Do this:
Identify every line of the rows below that contains the word "shade" and copy each one out in full. Case counts.
-- Start Dataset extract --
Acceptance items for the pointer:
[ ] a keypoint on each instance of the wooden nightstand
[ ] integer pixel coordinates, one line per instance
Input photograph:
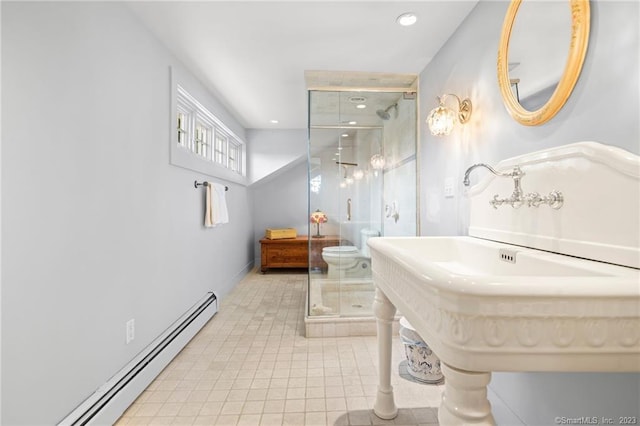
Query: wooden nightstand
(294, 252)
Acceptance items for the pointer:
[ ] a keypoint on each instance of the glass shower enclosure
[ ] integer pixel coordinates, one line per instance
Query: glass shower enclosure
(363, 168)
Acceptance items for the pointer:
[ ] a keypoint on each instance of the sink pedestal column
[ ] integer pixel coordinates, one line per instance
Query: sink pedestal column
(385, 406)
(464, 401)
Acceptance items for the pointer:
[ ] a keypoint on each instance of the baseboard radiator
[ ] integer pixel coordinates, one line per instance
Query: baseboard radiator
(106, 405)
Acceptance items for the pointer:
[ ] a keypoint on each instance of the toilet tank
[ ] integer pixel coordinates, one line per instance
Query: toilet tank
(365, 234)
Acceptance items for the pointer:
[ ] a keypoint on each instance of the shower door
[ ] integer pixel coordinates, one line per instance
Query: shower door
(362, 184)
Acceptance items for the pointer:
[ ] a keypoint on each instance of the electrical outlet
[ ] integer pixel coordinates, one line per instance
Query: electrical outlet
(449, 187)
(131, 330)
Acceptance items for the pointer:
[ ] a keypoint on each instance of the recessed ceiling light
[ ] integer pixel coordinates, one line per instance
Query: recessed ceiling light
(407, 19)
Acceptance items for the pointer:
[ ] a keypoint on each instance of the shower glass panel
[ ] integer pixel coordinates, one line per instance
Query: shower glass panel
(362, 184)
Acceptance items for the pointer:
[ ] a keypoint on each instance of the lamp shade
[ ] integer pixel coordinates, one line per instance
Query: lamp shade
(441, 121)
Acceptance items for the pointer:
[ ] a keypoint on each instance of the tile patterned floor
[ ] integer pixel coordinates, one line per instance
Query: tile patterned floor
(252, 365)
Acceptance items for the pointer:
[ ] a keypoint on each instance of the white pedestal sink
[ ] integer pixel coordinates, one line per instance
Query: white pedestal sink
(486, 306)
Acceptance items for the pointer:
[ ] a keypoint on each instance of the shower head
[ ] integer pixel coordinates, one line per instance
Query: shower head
-- End Dataset extract --
Result for this task:
[ ] a keypoint on each instance of the lamp shade
Query: lamp shade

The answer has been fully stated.